• **STATED GOAL 1**:
Find every line in the listing below that contains the word "bowl", and copy each one.

• **TEXT SEGMENT**:
Begin

HM Revenue and bloody Customs!!

Published by: Mcallan on 24th Oct 2011 | View all blogs by Mcallan
So, this morning the postman brings me one of those nice brown envelopes.  Don't you just love your Monday morning starting like that!

Well, I ignored it for a while as I sipped my first coffee of the day. I was actually on the Cloud minding my own business ... and I SWEAR the envelope crept closer and closer!....so I weakened and opened it.

It said I hadn't paid my VAT bill for the last quarter and if I did it again I would be surcharged (as fun as that sounds I'm not sure I want to be done to my person)  

So, I digs out my copies and sure enough I had paid it within the dates specified.  Ahhh...but there is the rub!   I pay online and when you do you are given  a few days extra in which to submit the payment in.  So of course I always take it to the wire; mainly 'cos I object to being an unpaid goverment tax collector!

I girded my wotsits and called the helpline.  After negotiating the longest fookin' menu I'd heard, and taking a few wrong turns, I found myself talking to a very pleasant young man.  I explained my situation, calmly, and said that paying online lets me have a few extra days in which to submit.  Ah yes, says he, but you should always pay at least 4 days before that final date!

I lost it then a little.  I mean what is the fookin' point of having a due date if you have to pay it a few fookin' days before the final date fookin' due date!!!

They had received my payment by the way, a few days after the final due date, and no I wouldn't be surcharged.   

Here's me thinking that by paying online it was immediate! How silly of me!

I need a lie down in a darkened room!
Mac

ps inbetween writing this and posting it I've just had two young Australian girls in the shop buying a postcard each (steak tonight eh!!) They asked me if there were any nice shops to look at in the town.  I said yes, plenty, including mine!  They turned round and left!  gits!!
Pass the whisky!
Mac 

Comments

23 Comments

  • AlanP
    by AlanP 7 months ago
    Well, I should be earning some revenue for the man, but anything about VAT is bound to get me going. It annoys the hell out of me that I am an unpaid tax collector. But what are we going to do? If we don't do this free service then they bang us up.

End

[Collection entries]
Begin

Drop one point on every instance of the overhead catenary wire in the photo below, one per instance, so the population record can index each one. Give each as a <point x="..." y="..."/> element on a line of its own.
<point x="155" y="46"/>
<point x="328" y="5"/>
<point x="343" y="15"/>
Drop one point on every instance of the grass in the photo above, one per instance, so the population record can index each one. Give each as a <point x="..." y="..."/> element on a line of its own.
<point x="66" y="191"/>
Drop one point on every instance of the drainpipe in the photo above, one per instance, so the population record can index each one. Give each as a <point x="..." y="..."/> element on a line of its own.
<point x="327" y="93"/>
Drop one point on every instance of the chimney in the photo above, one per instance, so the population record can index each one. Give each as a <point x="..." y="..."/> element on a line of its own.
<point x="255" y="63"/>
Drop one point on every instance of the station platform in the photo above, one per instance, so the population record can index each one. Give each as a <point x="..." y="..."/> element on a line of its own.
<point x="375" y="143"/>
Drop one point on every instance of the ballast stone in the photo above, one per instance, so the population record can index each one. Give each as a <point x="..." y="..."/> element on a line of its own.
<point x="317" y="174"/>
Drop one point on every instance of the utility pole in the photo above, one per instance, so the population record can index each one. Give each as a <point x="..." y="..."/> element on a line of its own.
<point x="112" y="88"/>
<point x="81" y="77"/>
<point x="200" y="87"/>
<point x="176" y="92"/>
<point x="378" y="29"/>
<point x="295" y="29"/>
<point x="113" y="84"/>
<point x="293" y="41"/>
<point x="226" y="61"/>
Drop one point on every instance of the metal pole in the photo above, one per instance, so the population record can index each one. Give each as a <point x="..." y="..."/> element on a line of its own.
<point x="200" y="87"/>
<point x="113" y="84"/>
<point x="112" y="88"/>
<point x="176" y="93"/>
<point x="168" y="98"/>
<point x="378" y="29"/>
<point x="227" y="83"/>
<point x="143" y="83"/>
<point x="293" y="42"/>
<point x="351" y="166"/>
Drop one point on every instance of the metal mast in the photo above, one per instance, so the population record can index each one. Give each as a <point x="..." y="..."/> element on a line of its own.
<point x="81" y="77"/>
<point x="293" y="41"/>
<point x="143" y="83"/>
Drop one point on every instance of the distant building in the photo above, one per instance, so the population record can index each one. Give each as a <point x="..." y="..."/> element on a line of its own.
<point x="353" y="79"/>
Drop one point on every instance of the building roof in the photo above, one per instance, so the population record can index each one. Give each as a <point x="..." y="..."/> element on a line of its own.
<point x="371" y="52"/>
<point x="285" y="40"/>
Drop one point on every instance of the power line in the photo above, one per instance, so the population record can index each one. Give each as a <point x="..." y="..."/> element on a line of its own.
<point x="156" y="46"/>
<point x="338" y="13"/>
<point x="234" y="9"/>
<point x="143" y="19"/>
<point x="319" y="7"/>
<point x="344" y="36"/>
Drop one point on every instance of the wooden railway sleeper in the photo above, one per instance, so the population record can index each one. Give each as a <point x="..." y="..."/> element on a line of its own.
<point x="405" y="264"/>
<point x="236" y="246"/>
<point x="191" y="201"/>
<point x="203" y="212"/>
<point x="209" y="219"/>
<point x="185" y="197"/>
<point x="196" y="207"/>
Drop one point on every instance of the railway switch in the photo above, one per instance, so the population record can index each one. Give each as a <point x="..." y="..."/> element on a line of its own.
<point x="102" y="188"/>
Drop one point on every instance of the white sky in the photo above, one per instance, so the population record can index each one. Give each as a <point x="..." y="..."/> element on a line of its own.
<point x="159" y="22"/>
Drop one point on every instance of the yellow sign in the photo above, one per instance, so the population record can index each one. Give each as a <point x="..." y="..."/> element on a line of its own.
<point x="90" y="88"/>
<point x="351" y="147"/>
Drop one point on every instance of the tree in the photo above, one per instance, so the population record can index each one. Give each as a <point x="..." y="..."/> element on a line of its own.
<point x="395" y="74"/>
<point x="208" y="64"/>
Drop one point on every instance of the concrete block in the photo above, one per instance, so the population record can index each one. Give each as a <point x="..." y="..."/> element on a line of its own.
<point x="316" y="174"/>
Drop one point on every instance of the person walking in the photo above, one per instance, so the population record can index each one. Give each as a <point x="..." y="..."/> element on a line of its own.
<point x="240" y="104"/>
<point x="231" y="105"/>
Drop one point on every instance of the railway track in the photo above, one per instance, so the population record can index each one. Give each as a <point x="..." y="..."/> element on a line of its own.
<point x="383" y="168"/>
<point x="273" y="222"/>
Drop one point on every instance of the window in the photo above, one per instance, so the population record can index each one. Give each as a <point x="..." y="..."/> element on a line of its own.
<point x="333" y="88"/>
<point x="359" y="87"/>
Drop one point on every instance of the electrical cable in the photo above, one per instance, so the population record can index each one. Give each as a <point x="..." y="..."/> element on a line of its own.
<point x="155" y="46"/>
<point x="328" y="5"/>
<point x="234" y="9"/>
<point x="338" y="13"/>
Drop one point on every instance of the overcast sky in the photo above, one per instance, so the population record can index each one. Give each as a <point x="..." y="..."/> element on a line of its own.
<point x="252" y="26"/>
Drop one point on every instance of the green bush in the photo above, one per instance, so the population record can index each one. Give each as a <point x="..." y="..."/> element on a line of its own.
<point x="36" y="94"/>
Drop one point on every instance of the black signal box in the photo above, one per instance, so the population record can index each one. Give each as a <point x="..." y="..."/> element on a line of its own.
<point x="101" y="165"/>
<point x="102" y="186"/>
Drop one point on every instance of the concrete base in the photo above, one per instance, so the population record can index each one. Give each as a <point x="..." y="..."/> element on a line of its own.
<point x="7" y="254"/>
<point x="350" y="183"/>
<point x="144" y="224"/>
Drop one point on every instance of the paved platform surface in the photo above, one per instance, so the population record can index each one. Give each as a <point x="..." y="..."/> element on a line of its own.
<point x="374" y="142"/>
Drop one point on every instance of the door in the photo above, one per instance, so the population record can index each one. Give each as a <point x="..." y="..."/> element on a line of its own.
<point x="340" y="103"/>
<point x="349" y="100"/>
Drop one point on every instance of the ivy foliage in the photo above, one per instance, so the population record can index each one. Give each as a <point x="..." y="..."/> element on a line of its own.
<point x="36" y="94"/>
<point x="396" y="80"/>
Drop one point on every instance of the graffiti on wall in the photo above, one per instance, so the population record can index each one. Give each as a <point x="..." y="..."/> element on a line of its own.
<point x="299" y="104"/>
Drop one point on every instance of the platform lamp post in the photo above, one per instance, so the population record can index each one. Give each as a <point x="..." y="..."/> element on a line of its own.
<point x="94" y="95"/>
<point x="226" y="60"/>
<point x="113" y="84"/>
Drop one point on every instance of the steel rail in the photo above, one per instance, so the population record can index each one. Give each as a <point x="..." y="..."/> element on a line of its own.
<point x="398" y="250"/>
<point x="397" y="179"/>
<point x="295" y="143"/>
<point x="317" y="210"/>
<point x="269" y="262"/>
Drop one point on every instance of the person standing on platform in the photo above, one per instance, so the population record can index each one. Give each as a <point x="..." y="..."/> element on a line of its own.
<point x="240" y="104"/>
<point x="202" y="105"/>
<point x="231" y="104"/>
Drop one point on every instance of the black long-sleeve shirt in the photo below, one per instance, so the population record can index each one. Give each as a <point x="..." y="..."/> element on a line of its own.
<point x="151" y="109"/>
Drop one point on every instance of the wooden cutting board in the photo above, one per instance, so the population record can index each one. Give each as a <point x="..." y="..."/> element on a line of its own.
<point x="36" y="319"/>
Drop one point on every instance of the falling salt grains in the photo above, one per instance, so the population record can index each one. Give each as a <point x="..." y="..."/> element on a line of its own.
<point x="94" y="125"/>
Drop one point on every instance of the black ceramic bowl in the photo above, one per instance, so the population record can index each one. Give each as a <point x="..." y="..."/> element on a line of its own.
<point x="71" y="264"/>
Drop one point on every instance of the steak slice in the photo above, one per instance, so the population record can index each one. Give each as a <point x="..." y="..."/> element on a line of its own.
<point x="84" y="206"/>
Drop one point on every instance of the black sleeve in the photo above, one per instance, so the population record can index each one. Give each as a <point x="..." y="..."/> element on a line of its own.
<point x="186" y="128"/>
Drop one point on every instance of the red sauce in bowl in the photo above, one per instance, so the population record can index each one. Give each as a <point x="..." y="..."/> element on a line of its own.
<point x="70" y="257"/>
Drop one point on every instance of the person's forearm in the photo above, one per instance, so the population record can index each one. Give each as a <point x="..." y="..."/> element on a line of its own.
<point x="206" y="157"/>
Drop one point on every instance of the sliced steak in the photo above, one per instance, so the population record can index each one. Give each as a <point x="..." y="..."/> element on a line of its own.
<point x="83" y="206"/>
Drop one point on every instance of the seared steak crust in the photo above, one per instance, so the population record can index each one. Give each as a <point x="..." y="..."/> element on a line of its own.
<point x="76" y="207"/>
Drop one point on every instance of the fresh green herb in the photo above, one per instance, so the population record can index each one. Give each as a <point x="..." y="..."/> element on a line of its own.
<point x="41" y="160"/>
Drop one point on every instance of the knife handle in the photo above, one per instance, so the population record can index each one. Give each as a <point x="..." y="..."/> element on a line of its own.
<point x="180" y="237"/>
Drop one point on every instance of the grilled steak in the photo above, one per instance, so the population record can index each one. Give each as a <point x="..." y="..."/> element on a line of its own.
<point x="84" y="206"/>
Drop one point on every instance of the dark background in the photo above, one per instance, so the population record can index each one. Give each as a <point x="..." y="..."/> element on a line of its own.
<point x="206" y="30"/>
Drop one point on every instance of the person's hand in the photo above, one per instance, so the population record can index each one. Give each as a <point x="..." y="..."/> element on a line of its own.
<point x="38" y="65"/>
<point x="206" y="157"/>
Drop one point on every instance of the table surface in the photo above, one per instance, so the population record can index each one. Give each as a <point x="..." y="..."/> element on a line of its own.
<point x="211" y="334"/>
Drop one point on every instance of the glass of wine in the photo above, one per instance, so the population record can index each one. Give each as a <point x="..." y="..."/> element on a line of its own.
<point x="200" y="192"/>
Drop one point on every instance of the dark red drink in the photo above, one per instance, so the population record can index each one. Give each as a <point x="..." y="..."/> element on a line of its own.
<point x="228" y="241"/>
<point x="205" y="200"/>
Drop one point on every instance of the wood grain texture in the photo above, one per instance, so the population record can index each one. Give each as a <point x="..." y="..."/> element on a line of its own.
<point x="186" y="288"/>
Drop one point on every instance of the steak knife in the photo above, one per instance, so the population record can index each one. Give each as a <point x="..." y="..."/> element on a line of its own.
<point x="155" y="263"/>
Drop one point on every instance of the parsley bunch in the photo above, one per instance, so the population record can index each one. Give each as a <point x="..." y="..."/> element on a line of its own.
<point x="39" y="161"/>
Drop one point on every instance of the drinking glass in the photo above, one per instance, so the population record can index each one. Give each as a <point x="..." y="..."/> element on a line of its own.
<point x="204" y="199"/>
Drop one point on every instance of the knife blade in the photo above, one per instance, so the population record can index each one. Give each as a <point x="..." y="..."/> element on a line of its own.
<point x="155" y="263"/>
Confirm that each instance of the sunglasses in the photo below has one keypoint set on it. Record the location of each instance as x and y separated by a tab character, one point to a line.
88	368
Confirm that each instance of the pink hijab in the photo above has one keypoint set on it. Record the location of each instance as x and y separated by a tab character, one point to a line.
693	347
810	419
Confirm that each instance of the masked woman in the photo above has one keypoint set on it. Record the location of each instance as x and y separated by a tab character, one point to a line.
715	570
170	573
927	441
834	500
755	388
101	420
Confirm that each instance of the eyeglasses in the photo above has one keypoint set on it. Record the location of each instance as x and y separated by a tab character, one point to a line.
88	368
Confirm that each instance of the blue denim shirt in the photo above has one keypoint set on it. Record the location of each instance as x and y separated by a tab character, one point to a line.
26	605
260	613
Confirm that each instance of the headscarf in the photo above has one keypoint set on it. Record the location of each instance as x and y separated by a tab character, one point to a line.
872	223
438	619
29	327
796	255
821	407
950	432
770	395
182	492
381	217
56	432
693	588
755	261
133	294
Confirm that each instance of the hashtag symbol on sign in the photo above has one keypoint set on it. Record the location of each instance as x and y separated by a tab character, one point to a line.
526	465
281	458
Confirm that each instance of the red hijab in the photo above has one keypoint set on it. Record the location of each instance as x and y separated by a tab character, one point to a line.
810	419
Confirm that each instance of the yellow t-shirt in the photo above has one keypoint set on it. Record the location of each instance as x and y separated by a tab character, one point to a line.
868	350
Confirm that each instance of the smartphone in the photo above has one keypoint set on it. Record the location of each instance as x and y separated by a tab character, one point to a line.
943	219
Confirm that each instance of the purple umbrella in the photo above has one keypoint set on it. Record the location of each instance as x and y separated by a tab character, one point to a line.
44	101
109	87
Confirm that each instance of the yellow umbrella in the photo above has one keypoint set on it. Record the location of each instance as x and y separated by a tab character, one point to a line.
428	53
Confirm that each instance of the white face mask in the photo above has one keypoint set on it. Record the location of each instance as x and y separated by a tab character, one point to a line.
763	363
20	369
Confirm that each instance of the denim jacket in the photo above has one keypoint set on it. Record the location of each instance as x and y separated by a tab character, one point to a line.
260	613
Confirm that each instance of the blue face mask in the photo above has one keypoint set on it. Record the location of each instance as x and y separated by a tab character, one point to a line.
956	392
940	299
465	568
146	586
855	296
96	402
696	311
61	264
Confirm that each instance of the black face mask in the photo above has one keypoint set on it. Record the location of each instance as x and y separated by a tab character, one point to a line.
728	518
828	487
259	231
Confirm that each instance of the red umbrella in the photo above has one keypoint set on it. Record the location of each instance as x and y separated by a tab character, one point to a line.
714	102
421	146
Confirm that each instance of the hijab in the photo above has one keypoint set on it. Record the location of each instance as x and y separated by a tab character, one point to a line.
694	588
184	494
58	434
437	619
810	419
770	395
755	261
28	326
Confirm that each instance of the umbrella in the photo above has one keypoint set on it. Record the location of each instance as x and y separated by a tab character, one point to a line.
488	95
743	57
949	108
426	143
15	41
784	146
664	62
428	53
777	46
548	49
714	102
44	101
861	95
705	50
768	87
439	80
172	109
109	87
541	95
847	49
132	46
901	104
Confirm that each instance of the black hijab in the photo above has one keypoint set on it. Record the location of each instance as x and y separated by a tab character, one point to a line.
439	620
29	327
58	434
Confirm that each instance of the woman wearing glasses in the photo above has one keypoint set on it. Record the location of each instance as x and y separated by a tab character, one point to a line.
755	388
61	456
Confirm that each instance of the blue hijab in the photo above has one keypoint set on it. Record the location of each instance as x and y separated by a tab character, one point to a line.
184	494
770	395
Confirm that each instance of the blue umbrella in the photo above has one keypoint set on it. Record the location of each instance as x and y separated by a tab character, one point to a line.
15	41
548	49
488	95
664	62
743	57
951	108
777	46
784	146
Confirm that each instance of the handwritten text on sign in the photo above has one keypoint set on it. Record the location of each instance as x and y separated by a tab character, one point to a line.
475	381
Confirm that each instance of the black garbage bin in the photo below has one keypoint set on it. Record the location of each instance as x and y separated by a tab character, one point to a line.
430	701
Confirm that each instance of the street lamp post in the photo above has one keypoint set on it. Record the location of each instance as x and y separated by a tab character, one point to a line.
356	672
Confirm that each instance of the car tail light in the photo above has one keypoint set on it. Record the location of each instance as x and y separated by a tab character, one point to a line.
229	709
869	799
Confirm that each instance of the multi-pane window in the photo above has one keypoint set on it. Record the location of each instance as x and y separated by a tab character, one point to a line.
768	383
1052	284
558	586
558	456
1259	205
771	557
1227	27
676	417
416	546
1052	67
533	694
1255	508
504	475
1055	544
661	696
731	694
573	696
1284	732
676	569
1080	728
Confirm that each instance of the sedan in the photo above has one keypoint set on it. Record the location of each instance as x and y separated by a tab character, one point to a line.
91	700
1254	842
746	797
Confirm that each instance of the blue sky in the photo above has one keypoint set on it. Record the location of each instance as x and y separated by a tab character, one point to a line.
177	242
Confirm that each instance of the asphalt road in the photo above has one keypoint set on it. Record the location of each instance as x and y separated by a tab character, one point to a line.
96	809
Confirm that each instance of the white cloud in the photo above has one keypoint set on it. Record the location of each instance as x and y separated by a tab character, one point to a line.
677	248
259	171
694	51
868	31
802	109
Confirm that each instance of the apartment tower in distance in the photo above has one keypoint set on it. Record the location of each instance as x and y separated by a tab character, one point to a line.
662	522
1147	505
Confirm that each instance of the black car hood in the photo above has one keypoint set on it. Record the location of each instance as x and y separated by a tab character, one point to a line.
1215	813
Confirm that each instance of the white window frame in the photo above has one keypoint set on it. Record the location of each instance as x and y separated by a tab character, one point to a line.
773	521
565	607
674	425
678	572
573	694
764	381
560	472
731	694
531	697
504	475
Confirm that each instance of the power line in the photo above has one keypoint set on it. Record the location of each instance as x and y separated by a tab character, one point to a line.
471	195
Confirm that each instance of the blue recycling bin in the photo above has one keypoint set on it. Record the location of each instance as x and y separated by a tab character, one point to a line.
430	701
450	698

End

• **STATED GOAL 2**:
In the blog post about the VAT letter, why does the writer always leave the online payment until the last possible day?

• **CORRECT ANSWER 1**:
Drop one point on every instance of the black ceramic bowl in the photo above, one per instance, so the population record can index each one. Give each as a <point x="..." y="..."/> element on a line of its own.
Drop one point on every instance of the red sauce in bowl in the photo above, one per instance, so the population record can index each one. Give each as a <point x="..." y="..."/> element on a line of its own.

• **CORRECT ANSWER 2**:
Paying online gives the writer a few extra days to submit the payment, and the writer takes full advantage of them mainly out of an objection to being an unpaid government tax collector.